[Entries for labeling object positions]
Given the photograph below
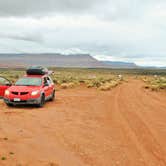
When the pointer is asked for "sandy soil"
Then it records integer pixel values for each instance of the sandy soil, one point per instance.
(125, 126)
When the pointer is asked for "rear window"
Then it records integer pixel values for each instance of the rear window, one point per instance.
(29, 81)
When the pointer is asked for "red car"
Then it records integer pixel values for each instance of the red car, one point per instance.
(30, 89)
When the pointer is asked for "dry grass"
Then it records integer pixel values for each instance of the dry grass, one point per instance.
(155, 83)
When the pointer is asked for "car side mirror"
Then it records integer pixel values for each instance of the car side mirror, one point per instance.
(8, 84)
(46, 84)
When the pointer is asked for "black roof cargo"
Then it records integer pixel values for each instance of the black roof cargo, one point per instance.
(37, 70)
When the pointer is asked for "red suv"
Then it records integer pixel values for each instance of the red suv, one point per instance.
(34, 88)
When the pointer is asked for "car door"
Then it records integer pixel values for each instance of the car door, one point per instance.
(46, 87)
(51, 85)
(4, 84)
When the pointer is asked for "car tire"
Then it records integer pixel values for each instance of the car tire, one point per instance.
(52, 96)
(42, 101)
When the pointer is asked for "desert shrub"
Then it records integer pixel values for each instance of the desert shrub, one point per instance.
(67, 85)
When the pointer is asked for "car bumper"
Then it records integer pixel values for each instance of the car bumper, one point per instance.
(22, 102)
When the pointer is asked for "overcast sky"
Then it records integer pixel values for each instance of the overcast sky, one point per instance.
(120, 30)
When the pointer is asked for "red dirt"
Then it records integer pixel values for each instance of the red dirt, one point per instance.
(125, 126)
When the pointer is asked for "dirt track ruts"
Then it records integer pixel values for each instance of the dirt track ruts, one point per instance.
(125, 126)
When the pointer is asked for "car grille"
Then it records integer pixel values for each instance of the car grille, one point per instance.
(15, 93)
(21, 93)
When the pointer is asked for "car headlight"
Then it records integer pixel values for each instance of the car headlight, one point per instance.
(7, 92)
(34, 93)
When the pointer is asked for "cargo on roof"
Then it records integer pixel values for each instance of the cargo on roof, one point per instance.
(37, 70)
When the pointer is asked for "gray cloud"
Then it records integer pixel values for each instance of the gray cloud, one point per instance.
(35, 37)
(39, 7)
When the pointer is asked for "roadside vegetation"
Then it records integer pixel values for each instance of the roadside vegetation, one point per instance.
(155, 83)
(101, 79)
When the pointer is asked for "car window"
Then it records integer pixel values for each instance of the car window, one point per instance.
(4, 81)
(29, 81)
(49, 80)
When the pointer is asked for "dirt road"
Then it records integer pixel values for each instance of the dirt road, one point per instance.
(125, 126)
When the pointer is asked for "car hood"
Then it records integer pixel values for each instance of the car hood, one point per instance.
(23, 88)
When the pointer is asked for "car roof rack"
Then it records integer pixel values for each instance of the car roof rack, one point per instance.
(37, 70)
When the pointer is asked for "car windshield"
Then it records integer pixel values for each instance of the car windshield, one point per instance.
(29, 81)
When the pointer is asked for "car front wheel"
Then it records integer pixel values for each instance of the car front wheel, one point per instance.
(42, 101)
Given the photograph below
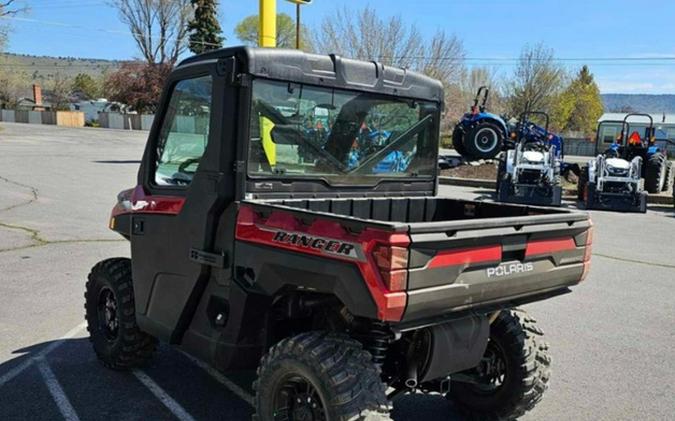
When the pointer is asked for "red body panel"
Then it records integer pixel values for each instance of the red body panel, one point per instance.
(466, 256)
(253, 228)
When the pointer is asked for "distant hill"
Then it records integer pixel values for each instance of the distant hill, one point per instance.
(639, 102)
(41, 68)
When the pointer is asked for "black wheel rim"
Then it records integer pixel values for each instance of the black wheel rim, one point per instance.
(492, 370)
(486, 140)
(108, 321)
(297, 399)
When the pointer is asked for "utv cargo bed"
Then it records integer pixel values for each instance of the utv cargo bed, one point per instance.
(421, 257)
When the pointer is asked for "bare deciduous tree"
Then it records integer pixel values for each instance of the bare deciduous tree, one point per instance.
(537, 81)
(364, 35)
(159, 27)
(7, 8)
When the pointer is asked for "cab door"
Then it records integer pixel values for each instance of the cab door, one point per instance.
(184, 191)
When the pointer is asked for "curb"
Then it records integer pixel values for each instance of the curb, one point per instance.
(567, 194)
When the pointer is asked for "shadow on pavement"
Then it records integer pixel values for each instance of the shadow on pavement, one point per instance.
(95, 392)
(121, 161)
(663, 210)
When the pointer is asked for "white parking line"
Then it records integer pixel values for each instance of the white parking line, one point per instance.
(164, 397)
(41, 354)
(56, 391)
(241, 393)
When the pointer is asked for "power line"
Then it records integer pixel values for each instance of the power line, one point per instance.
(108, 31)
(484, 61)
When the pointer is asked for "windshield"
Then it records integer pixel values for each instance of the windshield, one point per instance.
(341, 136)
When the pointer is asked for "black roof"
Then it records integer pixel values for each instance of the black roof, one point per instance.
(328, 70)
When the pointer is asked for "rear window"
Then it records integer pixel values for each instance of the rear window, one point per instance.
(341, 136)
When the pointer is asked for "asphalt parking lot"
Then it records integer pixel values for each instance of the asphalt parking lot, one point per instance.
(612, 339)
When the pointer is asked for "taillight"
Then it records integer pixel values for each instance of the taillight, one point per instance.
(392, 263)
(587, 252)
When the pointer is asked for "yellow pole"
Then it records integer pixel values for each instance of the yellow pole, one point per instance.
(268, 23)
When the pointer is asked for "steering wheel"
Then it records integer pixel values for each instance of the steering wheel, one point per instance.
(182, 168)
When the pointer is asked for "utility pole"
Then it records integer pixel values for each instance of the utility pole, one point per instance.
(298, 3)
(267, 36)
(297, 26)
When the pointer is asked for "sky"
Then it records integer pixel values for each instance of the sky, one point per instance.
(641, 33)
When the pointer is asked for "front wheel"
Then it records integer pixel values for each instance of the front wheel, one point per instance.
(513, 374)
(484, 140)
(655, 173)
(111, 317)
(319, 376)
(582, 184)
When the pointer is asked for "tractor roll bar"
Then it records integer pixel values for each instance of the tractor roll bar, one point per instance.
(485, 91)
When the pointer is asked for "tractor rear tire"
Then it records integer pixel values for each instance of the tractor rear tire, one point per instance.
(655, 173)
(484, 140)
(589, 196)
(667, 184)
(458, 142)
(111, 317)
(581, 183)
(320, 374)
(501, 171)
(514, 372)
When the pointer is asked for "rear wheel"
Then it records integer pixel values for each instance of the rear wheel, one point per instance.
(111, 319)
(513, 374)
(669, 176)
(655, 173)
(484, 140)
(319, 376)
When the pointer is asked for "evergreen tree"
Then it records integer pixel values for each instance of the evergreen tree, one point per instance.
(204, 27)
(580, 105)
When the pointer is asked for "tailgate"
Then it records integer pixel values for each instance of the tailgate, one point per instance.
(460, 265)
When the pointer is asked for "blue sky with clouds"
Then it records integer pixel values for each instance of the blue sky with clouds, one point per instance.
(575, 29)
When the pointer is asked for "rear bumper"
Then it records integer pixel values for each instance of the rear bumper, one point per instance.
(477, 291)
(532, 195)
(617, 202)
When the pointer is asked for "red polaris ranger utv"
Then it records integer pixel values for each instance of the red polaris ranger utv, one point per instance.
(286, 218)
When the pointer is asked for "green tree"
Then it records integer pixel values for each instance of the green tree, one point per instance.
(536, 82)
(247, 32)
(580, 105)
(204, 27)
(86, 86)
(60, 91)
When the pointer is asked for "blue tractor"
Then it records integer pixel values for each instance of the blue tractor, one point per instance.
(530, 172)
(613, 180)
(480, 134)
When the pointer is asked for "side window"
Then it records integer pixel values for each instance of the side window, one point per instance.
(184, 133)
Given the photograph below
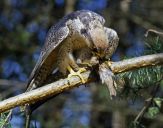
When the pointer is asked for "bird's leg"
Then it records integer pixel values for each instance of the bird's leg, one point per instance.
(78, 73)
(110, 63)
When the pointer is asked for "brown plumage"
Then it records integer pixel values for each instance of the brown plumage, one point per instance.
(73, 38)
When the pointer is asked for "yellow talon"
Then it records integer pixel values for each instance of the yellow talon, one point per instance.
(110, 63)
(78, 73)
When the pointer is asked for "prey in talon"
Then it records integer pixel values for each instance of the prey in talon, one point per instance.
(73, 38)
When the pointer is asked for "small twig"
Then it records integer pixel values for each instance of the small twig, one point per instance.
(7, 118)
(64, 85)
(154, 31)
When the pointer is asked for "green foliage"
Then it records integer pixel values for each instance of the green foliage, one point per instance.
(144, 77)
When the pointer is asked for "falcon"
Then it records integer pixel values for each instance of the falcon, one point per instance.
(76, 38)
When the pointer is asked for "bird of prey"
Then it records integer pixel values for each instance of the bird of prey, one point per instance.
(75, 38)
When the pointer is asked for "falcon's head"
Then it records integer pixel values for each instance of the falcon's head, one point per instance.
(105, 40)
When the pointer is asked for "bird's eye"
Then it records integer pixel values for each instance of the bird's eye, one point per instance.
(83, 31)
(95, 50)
==
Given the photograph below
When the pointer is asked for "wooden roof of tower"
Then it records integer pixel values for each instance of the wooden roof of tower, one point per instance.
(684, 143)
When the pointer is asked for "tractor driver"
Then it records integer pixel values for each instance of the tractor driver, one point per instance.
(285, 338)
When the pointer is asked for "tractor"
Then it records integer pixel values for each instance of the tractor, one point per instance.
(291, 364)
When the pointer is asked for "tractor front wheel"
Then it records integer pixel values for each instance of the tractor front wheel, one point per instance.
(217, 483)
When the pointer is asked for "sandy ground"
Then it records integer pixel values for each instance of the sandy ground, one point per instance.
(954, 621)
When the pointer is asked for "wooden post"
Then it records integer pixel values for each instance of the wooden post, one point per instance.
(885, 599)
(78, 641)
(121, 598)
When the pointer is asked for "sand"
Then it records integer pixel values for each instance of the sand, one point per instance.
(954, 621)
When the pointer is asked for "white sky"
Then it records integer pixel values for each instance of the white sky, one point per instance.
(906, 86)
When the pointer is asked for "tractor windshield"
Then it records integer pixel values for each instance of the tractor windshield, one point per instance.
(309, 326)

**Written instruction:** Pull out every line of the items above that contains the word "taillight".

**Expected answer:**
When the pointer is asked for "taillight"
Then it records integer pixel values for each instance of the taillight, one point per instance.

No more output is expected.